Work task:
In the passage about VAI's software, what smartphone software do VAI's apps for distribution center workers run on?
(Beginning of Extract to read)
VAI’s software can also help distributors generate demand: “In some cases, our customers are realizing that they have the demand for the items, but the vendors may not be able to fill it,” Zimmerman said. “So our customers can go find secondary vendors or tertiary vendors to fulfill that inventory.
“Or … they can propose substitutes. So maybe the vendor can’t get Product X, but there’s Product Y that’s a valid substitute. So they can go back to the customer and instead of losing a sale, they can convert that sale into a different item.”
Using S2K, distributors can navigate between different levels of consumer demand, and VAI has another tool to help distribution center workers stay in the loop. It provides clients with apps that run on smartphones with Android or Apple software, which employees can use to access workflows wherever they are on the floor.
“Unlike the olden days where there was RF [radio frequency] technology — which was certainly increasing efficiency but often difficult to use — the new apps are really familiar to users,” Zimmerman said. “They have a familiar user interface. So it makes the onboarding of a new employee pretty easy.”
(End of Extract to read)
(Beginning of Material shown)
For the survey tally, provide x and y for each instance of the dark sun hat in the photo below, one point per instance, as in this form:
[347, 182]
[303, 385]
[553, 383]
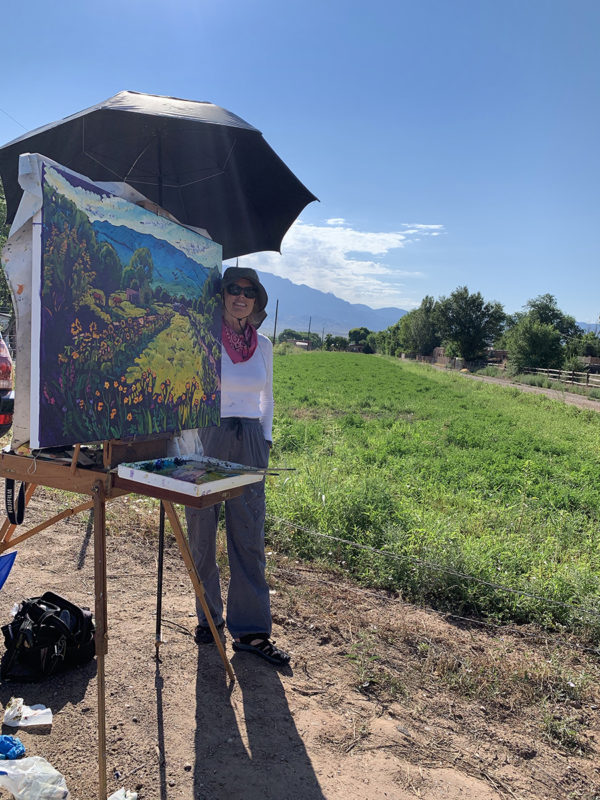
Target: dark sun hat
[233, 274]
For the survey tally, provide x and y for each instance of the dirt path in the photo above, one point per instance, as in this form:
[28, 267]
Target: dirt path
[566, 397]
[383, 700]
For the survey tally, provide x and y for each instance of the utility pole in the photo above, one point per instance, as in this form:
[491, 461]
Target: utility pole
[275, 325]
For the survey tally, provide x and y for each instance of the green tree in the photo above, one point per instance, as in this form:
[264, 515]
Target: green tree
[358, 335]
[110, 268]
[418, 330]
[544, 309]
[534, 344]
[469, 322]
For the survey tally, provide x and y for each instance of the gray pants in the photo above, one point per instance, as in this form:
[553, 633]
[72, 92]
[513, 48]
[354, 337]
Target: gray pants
[248, 606]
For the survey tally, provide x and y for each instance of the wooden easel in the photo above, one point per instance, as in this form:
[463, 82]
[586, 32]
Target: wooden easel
[102, 486]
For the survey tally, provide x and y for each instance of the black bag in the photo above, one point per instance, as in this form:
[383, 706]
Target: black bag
[48, 635]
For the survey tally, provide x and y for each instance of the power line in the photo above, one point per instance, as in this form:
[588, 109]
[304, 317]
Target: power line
[13, 119]
[380, 595]
[439, 567]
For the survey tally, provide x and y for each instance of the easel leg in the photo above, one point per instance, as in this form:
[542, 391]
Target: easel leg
[161, 552]
[197, 583]
[101, 623]
[7, 529]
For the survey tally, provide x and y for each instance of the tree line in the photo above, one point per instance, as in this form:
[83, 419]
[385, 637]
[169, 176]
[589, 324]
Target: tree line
[466, 325]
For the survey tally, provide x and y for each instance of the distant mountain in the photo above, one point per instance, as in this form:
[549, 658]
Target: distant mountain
[298, 303]
[180, 276]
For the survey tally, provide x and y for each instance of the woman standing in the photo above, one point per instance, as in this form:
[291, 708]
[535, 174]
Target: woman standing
[244, 436]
(End of Material shown)
Reply:
They run on smartphones with Android or Apple software.